→ Source extract:
+===+

Skip to main content

How to add memory to chatbots

A key feature of chatbots is their ability to use content of previous conversation turns as context. This state management can take several forms, including:

  • Simply stuffing previous messages into a chat model prompt.
  • The above, but trimming old messages to reduce the amount of distracting information the model has to deal with.
  • More complex modifications like synthesizing summaries for long running conversations.

We’ll go into more detail on a few techniques below!

This how-to guide previously built a chatbot using RunnableWithMessageHistory. You can access this version of the tutorial in the v0.2 docs.

The LangGraph implementation offers a number of advantages over RunnableWithMessageHistory, including the ability to persist arbitrary components of an application’s state (instead of only messages).

Setup

You’ll need to install a few packages, select your chat model, and set its enviroment variable.

yarn add @langchain/core @langchain/langgraph

Let’s set up a chat model that we’ll use for the below examples.

Pick your chat model:

Install dependencies

yarn add @langchain/openai 

Add environment variables

OPENAI_API_KEY=your-api-key

Instantiate the model

import { ChatOpenAI } from "@langchain/openai";

const model = new ChatOpenAI({
model: "gpt-4o-mini",
temperature: 0
});

Message passing

The simplest form of memory is simply passing chat history messages into a chain. Here’s an example:

import { HumanMessage, AIMessage } from "@langchain/core/messages";
import {
ChatPromptTemplate,
MessagesPlaceholder,
} from "@langchain/core/prompts";

const prompt = ChatPromptTemplate.fromMessages([
[
"system",
"You are a helpful assistant. Answer all questions to the best of your ability.",
],
new MessagesPlaceholder("messages"),
]);

const chain = prompt.pipe(llm);

await chain.invoke({
messages: [
new HumanMessage(
"Translate this sentence from English to French: I love programming."
),
new AIMessage("J'adore la programmation."),
new HumanMessage("What did you just say?"),
],
});
AIMessage {
"id": "chatcmpl-ABSxUXVIBitFRBh9MpasB5jeEHfCA",
"content": "I said \"J'adore la programmation,\" which means \"I love programming\" in French.",
"additional_kwargs": {},
"response_metadata": {
"tokenUsage": {
"completionTokens": 18,
"promptTokens": 58,
"totalTokens": 76
},
"finish_reason": "stop",
"system_fingerprint": "fp_e375328146"

+===+

→ Information given:
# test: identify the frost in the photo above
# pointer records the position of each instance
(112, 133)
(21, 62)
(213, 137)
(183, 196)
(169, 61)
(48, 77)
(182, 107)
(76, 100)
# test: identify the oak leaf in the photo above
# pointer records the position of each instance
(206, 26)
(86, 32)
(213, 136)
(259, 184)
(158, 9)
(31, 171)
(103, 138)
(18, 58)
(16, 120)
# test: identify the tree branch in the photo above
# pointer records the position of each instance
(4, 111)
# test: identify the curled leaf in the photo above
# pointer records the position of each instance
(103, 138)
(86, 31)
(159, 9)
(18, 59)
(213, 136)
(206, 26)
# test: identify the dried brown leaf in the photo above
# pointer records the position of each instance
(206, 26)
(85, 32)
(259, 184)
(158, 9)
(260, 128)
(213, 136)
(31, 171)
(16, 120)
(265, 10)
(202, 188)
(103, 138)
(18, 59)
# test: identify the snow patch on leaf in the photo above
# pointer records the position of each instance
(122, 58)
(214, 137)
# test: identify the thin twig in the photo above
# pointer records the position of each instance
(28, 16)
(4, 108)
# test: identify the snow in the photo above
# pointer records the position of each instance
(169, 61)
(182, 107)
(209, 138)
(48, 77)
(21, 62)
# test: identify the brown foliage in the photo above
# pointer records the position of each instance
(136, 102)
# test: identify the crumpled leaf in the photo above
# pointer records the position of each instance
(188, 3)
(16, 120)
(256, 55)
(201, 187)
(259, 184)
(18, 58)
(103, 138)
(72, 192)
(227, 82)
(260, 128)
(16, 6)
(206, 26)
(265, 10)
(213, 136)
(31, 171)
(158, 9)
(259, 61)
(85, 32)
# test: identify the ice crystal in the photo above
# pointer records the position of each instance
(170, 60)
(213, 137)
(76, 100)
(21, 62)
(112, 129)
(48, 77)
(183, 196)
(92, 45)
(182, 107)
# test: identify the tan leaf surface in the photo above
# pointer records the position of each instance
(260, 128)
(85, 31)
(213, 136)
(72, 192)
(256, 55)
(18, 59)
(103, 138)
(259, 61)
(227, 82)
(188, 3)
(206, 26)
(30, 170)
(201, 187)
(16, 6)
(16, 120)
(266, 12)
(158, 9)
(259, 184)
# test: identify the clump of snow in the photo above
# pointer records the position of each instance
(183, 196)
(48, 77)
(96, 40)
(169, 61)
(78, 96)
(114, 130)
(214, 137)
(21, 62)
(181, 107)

+===+

→ What you will do: Could you output the passage of the chatbot memory guide from "We’ll go into" to "its enviroment variable.", reproduced word for word?

→ Reply:
We’ll go into more detail on a few techniques below!

This how-to guide previously built a chatbot using RunnableWithMessageHistory. You can access this version of the tutorial in the v0.2 docs.

The LangGraph implementation offers a number of advantages over RunnableWithMessageHistory, including the ability to persist arbitrary components of an application’s state (instead of only messages).

Setup

You’ll need to install a few packages, select your chat model, and set its enviroment variable.